On 10/31/2016 10:15 AM, Dennis Putnam wrote:
Hi Mark,
Thanks for the reply.
You are correct, there is nothing in the error log and this is all that is in the qrunner log at that time:
Oct 20 06:43:20 2016 (3826) Master qrunner detected subprocess exit (pid: 3842, sig: 6, sts: None, class: VirginRunner, slice: 1/1) [restarting] Oct 20 06:43:21 2016 (30064) VirginRunner qrunner started.
This can ultimately become more serious. If VirginRunner continues to die at times, after the 10th time, it won't automatically restart and you will need to manually restart Mailman.
For that particular day mailman was idle so there was no mailman log. There was no list activity. That would seem to support your suggestion that this is not a mailman problem but rather mailman is a victim of some OS or external issue. Odd however, that it is always mailman that is effected and yes, the dumps seem to be similar, although I did not try to do a diff on any of them (that probably wouldn't mean much anyway).

____________________

Directions:
1. Repeat the passage of the Mailman thread from "On 10/31/2016 10:15" up to and including "manually restart Mailman.".
2. According to the Mailman thread, after how many deaths does VirginRunner stop restarting automatically?
The entries after this point come from an unrelated source.

____________________

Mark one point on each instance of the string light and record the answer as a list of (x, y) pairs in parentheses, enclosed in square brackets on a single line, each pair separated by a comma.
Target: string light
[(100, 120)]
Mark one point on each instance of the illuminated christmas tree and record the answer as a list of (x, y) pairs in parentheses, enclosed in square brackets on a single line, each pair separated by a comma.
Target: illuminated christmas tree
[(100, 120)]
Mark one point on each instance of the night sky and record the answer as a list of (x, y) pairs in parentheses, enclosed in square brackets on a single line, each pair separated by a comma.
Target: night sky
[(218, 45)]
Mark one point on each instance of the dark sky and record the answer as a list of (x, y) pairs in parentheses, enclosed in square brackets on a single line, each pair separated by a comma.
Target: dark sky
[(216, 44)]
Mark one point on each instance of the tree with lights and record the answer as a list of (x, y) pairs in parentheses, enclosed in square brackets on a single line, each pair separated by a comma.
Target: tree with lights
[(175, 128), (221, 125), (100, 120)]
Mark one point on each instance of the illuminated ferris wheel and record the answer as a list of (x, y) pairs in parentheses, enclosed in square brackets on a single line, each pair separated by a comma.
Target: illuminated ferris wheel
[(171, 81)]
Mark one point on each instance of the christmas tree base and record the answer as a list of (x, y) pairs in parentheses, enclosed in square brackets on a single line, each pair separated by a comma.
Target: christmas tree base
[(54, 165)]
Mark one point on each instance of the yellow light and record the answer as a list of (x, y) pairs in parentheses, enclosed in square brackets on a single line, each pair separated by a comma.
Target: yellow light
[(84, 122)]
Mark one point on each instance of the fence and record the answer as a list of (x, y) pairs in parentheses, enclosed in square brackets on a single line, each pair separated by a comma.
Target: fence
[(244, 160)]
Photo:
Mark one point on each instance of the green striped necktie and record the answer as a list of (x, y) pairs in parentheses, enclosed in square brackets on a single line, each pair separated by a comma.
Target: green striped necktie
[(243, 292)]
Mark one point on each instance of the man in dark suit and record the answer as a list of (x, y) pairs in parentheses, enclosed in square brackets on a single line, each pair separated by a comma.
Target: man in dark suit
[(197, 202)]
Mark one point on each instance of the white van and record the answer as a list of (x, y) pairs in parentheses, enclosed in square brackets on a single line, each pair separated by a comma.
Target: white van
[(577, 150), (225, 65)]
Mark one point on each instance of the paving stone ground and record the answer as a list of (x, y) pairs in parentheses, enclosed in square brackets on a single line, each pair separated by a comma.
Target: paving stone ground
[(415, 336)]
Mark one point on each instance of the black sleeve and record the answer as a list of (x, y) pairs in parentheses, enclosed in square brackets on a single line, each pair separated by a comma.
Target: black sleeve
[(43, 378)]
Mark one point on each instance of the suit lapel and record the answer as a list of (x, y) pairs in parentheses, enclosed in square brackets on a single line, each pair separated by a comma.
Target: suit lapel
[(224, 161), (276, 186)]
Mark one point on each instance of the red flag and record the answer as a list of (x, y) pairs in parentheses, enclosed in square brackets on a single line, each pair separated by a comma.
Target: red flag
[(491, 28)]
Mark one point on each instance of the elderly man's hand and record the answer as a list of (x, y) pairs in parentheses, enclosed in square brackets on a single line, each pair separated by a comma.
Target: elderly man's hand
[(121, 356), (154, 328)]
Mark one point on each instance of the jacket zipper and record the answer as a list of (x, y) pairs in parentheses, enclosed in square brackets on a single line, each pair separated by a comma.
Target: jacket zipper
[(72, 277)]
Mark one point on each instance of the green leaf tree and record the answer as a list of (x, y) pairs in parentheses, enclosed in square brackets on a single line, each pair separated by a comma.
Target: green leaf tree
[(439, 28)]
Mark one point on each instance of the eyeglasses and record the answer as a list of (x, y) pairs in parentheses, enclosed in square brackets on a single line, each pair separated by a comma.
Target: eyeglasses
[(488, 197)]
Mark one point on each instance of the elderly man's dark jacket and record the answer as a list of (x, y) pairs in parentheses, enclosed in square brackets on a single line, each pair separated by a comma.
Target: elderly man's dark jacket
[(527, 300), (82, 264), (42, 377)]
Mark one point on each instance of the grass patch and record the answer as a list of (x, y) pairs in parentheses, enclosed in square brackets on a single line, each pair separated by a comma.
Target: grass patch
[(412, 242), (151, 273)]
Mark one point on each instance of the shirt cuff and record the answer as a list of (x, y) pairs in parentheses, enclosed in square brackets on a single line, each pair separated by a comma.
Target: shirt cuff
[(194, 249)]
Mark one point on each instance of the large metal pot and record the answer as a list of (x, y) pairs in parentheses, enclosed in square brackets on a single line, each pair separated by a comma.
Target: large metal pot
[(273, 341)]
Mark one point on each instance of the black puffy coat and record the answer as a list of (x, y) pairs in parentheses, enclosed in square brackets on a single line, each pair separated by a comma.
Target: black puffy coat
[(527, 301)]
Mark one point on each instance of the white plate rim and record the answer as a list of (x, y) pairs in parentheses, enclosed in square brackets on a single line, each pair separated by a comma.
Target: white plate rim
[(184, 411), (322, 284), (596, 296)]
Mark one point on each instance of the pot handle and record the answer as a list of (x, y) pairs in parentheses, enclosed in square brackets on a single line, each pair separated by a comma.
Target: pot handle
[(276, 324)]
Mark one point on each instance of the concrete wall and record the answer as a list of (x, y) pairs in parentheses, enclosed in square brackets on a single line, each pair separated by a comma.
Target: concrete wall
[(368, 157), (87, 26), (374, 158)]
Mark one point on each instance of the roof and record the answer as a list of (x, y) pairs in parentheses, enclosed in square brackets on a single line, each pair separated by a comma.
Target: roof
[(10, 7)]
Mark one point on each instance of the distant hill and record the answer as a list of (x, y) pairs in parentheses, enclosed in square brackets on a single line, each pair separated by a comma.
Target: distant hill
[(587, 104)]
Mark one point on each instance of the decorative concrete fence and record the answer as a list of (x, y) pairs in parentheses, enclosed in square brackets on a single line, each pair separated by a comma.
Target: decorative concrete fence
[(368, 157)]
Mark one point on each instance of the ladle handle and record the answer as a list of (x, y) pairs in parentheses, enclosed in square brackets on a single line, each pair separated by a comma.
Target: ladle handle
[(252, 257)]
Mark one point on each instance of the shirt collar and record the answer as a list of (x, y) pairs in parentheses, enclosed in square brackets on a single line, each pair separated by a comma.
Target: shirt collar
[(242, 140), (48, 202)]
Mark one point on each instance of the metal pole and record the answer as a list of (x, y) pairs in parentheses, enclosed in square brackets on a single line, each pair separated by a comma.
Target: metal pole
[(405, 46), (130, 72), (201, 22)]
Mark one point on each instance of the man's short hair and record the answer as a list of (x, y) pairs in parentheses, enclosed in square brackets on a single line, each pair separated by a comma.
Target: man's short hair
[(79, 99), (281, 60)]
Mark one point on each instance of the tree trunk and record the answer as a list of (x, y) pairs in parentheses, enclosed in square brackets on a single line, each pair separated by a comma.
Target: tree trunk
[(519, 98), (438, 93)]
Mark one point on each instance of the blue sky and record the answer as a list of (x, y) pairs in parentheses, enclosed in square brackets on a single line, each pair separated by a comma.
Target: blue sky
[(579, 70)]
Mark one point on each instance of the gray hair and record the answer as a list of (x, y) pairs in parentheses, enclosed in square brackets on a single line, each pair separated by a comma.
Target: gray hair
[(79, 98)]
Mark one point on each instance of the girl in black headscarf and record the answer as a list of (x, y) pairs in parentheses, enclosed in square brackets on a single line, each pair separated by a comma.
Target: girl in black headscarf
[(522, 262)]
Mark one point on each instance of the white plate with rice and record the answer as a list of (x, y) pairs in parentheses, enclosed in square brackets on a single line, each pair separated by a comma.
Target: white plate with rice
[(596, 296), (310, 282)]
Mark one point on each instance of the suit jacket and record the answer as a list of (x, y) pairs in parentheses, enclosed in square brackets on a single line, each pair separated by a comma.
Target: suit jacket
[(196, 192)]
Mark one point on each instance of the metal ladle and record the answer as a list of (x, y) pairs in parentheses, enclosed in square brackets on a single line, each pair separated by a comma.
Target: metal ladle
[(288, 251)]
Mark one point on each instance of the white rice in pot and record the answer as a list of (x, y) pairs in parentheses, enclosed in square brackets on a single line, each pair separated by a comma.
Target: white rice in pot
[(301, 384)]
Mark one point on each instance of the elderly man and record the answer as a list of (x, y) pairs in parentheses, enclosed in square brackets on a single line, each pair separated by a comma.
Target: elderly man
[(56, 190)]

____________________

Results of the tasks:
1.
On 10/31/2016 10:15 AM, Dennis Putnam wrote:
Hi Mark,
Thanks for the reply.
You are correct, there is nothing in the error log and this is all that is in the qrunner log at that time:
Oct 20 06:43:20 2016 (3826) Master qrunner detected subprocess exit (pid: 3842, sig: 6, sts: None, class: VirginRunner, slice: 1/1) [restarting] Oct 20 06:43:21 2016 (30064) VirginRunner qrunner started.
This can ultimately become more serious. If VirginRunner continues to die at times, after the 10th time, it won't automatically restart and you will need to manually restart Mailman.

2. After the 10th time.